▸ **Your task**
Faithfully repeat all of the records, as they are written below.

▸ **Source information**

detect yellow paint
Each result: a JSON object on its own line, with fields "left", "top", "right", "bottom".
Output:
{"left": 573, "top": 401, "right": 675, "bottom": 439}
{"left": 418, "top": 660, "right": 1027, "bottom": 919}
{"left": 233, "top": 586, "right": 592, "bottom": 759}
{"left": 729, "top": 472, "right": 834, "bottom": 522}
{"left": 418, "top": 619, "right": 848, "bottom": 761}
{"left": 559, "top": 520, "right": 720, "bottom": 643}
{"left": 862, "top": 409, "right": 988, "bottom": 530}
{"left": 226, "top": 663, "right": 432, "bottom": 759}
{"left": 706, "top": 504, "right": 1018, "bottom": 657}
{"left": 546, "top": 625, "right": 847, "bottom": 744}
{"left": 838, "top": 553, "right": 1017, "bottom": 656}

▸ **Reply**
detect yellow paint
Each result: a JSON object on its own line, with fields "left", "top", "right", "bottom".
Output:
{"left": 573, "top": 401, "right": 675, "bottom": 439}
{"left": 418, "top": 660, "right": 1027, "bottom": 919}
{"left": 233, "top": 586, "right": 592, "bottom": 759}
{"left": 729, "top": 472, "right": 834, "bottom": 522}
{"left": 418, "top": 619, "right": 848, "bottom": 761}
{"left": 559, "top": 520, "right": 720, "bottom": 643}
{"left": 862, "top": 409, "right": 988, "bottom": 530}
{"left": 226, "top": 663, "right": 432, "bottom": 759}
{"left": 706, "top": 504, "right": 1018, "bottom": 657}
{"left": 546, "top": 625, "right": 847, "bottom": 744}
{"left": 838, "top": 553, "right": 1017, "bottom": 656}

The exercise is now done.